Jobs
(1) In the passage on locus standi, rewrite the paragraph beginning "Furthermore, coming back to the present case" as a short list that keeps its main facts.
(2) Carry on the passage on locus standi, picking up after its final sentence.
Reading text start
2. As I have previously affirmed in the concurring opinion in the case of A.M and Others. v. Russia (concurring opinion of Judge Elósegui and joint concurring opinion of Judges Ravarani and Elósegui, A.M. and Others v. Russia , no. 47220/19, 6 July 2021) [2] , in family-related matters under domestic civil law proceedings, where multiple parties are involved, the European Court of Human Rights encounters a number of difficulties in analysing questions of locus standi where one of the parents wants to act on behalf of the minor, in cases of an alleged violation of Article 8 ECHR.
3. In the present case, the mother complained, on her own and her child’s behalf, that the domestic authorities had failed to comply with their positive obligations under Article 8 of the Convention by failing to ensure prompt and effective enforcement of the domestic courts’ judgments determining that her son, who was a minor at the time, should reside with her. One of the criteria of the case-law of the Court governing the parents’ legal representation before the Court has been that the parent entitled to custody has locus standi to act in the name of his or her child. In the present case, after the marriage was dissolved in 2014, the child remained in the care of the mother and under her guardianship and custody (see § 7). The Court has rightly established in previous cases that the parent entitled to custody who is entrusted with safeguarding the child’s interests acts in the best interests of the child (see paragraph 43 and see Sahin v. Germany , no. 30943/96, 11 October 2001; Moog v. Germany , nos. 23280/08 and 2334/10, §§ 39-42, 6 October 2016; and K.B. and Others v. Croatia , no. 36216/13, §§ 109-110, 14 March 2017). Moreover, the mother was issued with a residence order stating that the child had to reside with her. Nor did the Russian Government dispute the mother’s locus standi (see paragraph 44). Conversely, in another Croatian case, the Government at the outset expressed their concerns about the fact that the applicant was represented by his mother in the proceedings before the Court because they saw a conflict of interests ( C v. Croatia , no. 80117/17, § 54, 8 October 2020). The Court did not accept the State’s plea in this respect, and observed that the applicant had been a minor at the time of lodging of the application, that his mother had been granted temporary custody (see paragraph 56), and that his mother was acting in the best interest of the child.
4. Furthermore, coming back to the present case, the father was allowed to intervene in the Court as a third party, submitting his own observations, proofs, documents and views as well as challenging the mother’s arguments in the proceedings before the Court. The decision to grant the child´s father leave to intervene as a third party in the proceedings was granted at the latter’s request by the Vice-President of the Section pursuant to Article 36 § 2 of the Convention and Rule 44 § 3 of the Rules of the Court. We have had a similar case in the same Section III, namely Y.S. and O.S. v. Russia , no. 17665/17, 15 June 2021, concerning the abduction of a child by her mother, taking her from Ukraine to Russia. The father, who has the custody, was invited to participate in the process and he presented his observations as a third party. In this case the abducting mother was the applicant before the Court, and she acted on behalf of the child who was living with her in Russia, even though she did not have custody of her.
Reading text end
Material supplied start
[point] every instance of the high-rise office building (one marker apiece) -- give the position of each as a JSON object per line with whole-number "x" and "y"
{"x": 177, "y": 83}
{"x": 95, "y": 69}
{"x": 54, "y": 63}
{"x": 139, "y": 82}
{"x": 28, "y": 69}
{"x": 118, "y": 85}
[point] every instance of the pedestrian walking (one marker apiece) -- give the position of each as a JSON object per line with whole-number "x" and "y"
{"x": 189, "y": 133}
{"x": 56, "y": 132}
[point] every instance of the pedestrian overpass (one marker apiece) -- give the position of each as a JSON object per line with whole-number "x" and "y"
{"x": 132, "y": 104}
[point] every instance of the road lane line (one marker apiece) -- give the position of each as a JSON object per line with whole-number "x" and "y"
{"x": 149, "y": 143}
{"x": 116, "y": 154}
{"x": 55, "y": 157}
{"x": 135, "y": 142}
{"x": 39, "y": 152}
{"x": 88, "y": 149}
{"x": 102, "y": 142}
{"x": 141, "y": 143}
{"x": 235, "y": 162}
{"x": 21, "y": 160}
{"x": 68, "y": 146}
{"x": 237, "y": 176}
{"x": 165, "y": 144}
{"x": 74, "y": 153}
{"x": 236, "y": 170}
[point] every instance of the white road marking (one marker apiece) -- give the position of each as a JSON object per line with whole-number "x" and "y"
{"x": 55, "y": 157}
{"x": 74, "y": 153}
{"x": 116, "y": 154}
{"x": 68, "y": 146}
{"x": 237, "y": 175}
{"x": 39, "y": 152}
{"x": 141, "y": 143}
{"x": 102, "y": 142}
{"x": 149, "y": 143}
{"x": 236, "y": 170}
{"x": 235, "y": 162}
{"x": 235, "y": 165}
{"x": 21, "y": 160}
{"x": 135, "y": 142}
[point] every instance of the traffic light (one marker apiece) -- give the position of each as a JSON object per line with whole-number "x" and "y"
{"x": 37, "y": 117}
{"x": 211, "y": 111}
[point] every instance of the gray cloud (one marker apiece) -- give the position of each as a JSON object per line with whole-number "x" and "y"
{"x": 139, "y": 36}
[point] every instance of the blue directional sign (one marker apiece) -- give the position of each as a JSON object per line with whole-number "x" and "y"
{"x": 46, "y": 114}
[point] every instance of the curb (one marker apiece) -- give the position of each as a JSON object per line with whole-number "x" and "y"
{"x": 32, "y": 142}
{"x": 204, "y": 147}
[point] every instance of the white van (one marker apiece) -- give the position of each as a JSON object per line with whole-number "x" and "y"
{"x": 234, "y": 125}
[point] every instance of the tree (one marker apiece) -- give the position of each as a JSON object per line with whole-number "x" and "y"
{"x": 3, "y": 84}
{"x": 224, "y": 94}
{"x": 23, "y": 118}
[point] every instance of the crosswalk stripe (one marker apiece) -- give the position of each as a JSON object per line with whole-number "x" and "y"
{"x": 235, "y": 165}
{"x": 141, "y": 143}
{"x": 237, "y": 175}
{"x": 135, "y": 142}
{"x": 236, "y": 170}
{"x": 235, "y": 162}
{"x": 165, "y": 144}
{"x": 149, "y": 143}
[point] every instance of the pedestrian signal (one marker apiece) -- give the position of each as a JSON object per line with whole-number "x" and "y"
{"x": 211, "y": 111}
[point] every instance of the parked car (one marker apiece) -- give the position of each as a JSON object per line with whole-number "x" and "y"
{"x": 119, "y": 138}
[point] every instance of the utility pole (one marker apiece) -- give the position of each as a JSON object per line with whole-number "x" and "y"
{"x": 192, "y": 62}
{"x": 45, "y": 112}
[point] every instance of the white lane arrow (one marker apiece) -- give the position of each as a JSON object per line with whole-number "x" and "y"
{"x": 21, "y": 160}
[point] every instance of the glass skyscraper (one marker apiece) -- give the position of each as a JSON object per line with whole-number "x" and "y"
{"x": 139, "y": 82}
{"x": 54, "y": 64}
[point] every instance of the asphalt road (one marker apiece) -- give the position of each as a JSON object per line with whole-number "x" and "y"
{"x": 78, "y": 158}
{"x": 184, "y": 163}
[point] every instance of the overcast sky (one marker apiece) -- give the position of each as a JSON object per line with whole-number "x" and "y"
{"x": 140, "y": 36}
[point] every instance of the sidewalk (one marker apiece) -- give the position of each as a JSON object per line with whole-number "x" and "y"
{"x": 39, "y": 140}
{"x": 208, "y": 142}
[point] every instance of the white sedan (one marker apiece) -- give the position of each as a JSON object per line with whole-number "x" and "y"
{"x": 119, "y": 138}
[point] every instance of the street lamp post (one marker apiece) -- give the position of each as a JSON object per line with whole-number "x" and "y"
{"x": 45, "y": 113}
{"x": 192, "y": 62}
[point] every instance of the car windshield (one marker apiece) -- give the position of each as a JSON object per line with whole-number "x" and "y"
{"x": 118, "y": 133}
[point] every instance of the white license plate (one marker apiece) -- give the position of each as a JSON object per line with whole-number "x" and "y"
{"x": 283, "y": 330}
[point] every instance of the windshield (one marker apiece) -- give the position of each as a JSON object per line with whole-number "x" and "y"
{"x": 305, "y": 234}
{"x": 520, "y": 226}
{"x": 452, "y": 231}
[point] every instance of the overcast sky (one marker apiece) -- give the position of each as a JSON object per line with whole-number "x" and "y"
Material supplied end
Responses for each task
(1)
- In the present case, the father was allowed to intervene before the Court as a third party. He submitted his own observations, proofs, documents and views, and he challenged the mother's arguments.
- The Vice-President of the Section granted him leave at his request, under Article 36 § 2 of the Convention and Rule 44 § 3 of the Rules of the Court.
- A similar case in Section III was Y.S. and O.S. v. Russia (no. 17665/17, 15 June 2021). It concerned a mother who abducted her child by taking her from Ukraine to Russia.
- In that case, the father had custody and was invited to take part as a third party, and he presented his observations.
- The abducting mother was the applicant. She acted on behalf of the child living with her in Russia, although she did not have custody.

(2)
5. In the present case, the Court has allowed the father to act as a third party even though he does not have custody of the child, whom he kidnapped (collected) from kindergarten and refused to return him to the mother (see paragraph 9). His applications to the Russian domestic courts for a residence order in his favour were unsuccessful, with the courts deciding that the child should reside with her mother. In sum, in my opinion the father has been adequately heard in the process not only in the domestic courts but also before the Court. Furthermore, it is difficult to establish a general rule governing the presence in the Court of the parent who is not the applicant. Nevertheless, the Court acting through the Section Presidents or Vice-Presidents can provide possible means of hearing those parties, if they so wish, without any explicit need always to designate them ex officio [3] . It is quite difficult to establish any rigid general rule in this sphere, and the Court has hitherto solved this problem in different ways, depending on the specific and concrete circumstances of each case (for the different opinions of Judges in the Court I would refer to my previous comments on the concurring opinion in A.M. and Others v. Russia , cited above, §§ 8-9).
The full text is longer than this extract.